* Data to examine *

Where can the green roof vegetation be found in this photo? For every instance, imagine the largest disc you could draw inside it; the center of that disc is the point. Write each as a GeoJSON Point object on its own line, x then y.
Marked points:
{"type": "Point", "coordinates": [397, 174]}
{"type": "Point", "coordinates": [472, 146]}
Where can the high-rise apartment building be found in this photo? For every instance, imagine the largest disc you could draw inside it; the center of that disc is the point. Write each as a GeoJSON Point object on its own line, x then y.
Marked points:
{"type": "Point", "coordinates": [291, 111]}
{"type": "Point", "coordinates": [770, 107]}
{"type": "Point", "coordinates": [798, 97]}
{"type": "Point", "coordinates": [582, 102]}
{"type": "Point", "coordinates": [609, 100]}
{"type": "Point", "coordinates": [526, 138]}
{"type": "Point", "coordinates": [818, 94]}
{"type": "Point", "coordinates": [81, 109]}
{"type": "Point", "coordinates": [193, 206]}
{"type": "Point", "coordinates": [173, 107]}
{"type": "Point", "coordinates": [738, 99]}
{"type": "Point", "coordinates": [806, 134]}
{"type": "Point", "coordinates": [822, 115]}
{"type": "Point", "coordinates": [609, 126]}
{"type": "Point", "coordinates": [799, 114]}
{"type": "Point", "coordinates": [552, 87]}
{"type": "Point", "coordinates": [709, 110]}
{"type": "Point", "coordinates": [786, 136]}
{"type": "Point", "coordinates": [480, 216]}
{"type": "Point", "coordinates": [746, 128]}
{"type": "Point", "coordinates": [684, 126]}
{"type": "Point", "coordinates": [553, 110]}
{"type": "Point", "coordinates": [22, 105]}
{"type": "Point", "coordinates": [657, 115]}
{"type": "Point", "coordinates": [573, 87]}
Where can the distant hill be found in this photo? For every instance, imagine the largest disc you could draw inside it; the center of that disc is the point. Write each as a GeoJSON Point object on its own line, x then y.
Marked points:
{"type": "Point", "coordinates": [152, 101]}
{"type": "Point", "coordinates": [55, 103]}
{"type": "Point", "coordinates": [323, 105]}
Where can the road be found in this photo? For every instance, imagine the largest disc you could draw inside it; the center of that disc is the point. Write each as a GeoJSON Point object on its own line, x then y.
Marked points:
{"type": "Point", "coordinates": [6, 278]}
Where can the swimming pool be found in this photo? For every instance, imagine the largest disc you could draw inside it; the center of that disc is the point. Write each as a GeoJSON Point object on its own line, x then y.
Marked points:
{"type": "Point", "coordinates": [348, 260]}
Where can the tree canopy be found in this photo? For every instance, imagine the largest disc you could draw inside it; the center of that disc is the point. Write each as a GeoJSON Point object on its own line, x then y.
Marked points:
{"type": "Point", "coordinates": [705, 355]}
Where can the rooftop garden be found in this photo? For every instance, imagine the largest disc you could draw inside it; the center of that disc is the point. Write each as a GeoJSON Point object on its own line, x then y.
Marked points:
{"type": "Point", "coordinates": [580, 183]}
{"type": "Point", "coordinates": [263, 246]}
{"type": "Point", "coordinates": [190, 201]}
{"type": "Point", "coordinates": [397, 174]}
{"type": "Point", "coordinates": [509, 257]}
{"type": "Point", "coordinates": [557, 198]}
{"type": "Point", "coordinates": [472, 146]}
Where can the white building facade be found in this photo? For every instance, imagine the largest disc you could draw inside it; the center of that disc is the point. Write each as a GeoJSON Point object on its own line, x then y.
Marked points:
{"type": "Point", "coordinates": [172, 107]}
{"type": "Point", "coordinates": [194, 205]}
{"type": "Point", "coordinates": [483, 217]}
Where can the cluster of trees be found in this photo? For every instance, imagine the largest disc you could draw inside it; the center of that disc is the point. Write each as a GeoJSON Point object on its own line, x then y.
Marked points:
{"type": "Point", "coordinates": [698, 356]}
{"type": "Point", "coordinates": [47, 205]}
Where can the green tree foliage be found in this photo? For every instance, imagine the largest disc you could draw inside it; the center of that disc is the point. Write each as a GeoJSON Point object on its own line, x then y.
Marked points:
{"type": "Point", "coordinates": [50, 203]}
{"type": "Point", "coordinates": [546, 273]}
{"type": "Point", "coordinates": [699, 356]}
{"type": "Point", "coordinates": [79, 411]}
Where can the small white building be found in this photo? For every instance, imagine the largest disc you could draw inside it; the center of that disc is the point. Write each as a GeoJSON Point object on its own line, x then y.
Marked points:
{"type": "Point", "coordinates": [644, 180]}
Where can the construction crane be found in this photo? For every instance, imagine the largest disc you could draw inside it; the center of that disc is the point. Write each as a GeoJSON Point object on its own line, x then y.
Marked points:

* Exercise objective *
Return each line from the records that includes the word "white".

* Response to the exercise *
Where can the white building facade be found in this photo? For every instance, imagine the largest disc you could draw inside it; the center of that disc is the point. Write each as a GeoJSON Point object on its own line, x then y.
Where can the small white building be found in this photo? For every instance, imagine the largest disc you could draw inside it; the center of that disc is the point. Write each as a GeoJSON Point object on its own line, x then y.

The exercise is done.